### Supplied passage:
== Segment start ==

The diaspora’s dark side

January 21, 2014 12:49 am | Updated May 13, 2016 10:56 am IST

From caste discrimination through forced marriages to sex-selective abortions, entrenched practices among sections of the British South Asian diaspora pose continuing challenges. Caste discrimination is common enough; the European Parliament passed a resolution in 2013 calling for EU institutions to include procedures against it in their dealings with caste-affected countries. As for forced marriages among South Asian and other British ethnic minorities, the Foreign and Commonwealth Office has a section specifically to help victims. Sex-selective abortions, on the other hand, have only recently attracted attention, following a series of reports in the Independent , which commissioned Imperial College London to analyse the 2011 census. The paper concludes that the number of female births in the relevant communities is below the expected figure by between 1,400 and 4,700 in England and Wales. This contradicts junior Minister Earl Howe’s 2013 statement — after a sting operation by the Daily Telegraph identified two doctors ready to perform sex-selective terminations — that there was no evidence of the practice in the U.K.

== Segment end ==

### Data for analysis:
== Segment start ==

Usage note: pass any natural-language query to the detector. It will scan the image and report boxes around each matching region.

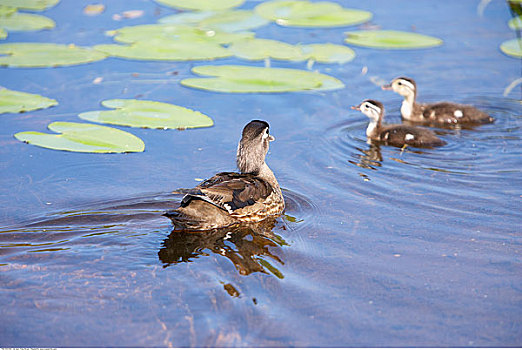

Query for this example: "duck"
[163,120,285,231]
[382,77,495,126]
[352,100,446,147]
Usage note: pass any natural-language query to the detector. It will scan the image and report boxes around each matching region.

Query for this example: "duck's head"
[352,100,384,123]
[237,120,275,174]
[382,77,417,98]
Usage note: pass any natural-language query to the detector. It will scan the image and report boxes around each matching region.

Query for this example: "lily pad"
[181,65,344,93]
[14,122,145,153]
[344,30,442,49]
[229,39,306,61]
[0,43,107,67]
[299,44,355,64]
[0,88,58,113]
[0,11,56,32]
[0,0,60,11]
[255,0,372,27]
[158,10,269,32]
[108,24,254,44]
[508,16,522,30]
[94,40,232,61]
[79,100,214,129]
[155,0,245,11]
[500,39,522,58]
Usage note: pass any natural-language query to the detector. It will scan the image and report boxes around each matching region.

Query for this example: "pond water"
[0,0,522,347]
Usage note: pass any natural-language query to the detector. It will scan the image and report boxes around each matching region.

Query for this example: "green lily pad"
[0,11,56,32]
[158,10,269,32]
[0,43,107,67]
[108,24,254,44]
[14,122,145,153]
[79,100,214,129]
[0,88,58,113]
[344,30,442,49]
[155,0,245,11]
[0,0,60,11]
[255,0,372,27]
[181,65,344,93]
[94,40,232,61]
[500,39,522,58]
[229,39,306,61]
[299,44,355,64]
[508,16,522,30]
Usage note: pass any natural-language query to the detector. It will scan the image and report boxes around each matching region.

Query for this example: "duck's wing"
[181,173,273,214]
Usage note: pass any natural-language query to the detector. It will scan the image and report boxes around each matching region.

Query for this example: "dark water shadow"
[158,218,288,278]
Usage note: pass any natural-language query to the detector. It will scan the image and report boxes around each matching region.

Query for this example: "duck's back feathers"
[379,124,446,147]
[165,172,284,230]
[419,102,495,124]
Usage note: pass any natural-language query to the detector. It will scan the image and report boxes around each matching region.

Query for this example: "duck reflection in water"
[348,140,382,170]
[158,218,287,278]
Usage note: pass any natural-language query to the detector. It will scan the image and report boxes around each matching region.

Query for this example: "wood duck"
[352,100,446,147]
[382,77,495,125]
[163,120,285,231]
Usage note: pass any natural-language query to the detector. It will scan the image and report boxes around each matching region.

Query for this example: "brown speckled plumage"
[164,120,285,230]
[352,100,446,147]
[382,77,495,127]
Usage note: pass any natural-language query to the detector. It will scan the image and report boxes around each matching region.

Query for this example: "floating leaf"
[0,11,56,32]
[94,40,232,61]
[344,30,442,49]
[500,39,522,58]
[158,10,269,32]
[0,0,60,11]
[109,24,254,44]
[300,44,355,63]
[79,100,214,129]
[508,16,522,30]
[0,43,106,67]
[229,39,306,61]
[196,10,269,32]
[181,65,344,93]
[0,88,58,113]
[255,0,372,27]
[155,0,245,11]
[83,4,105,16]
[14,122,145,153]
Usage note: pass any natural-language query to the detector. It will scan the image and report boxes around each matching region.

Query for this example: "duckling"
[382,77,495,126]
[352,100,446,147]
[163,120,285,231]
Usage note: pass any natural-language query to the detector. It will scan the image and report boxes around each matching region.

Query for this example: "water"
[0,0,522,347]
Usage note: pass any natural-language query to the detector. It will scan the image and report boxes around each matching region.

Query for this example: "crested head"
[237,120,275,174]
[382,77,417,98]
[353,100,384,122]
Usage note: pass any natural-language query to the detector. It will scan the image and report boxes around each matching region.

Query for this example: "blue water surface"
[0,0,522,347]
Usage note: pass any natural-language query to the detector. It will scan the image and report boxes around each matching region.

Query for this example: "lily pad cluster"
[14,98,214,153]
[255,0,372,27]
[181,65,344,93]
[0,0,59,39]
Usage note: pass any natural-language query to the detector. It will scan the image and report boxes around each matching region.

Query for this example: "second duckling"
[352,100,446,147]
[382,77,495,126]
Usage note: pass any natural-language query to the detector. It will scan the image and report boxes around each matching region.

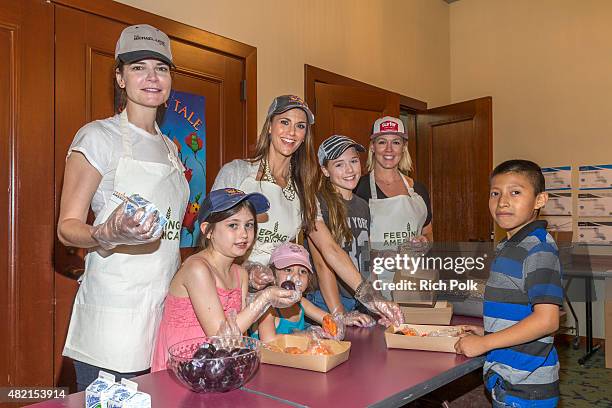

== Segment end ==

### Task 1:
In the passage on the British South Asian diaspora, by how many does the number of female births in the relevant communities in England and Wales fall below the expected figure?
### Task 2:
Extend the passage on the British South Asian diaspora, starting after its final sentence.

### Answer space 1:
Between 1,400 and 4,700.

### Answer space 2:
Campaigning groups, individuals, and the media have nevertheless confirmed that there are social and cultural pressures on South Asian British women to abort female foetuses. The Abortion Act 1967 does not expressly ban abortion on gender grounds, but it would require two doctors to conclude that the mother faces health risks which outweigh those of termination, and it would be difficult to prove that the doctors had not investigated the mother’s health properly. Many National Health Service hospitals do not state the sex of unborn babies until after the 24-week abortion deadline, but families can use private services instead. Technical developments, such as sperm washing to ensure conception of male foetuses, complicate the picture; the claim has even been made that a woman has a right to choose the sex of her child. In addition, some South Asian British families take women carrying female foetuses to parts of South Asia where the law is not rigorously enforced; a profitable trade in sex-selective terminations has arisen. The U.K. law can be tightened, but the key problems lie in social attitudes. One response would be for the U.K. to crack down harder on racial discrimination, which blocks many ethnic-minority communities from full access to British life and isolates the women; another would be closer cooperation between the affected countries. As what has been called a global war on girls spreads, all governments involved must move to end sex-selective abortion.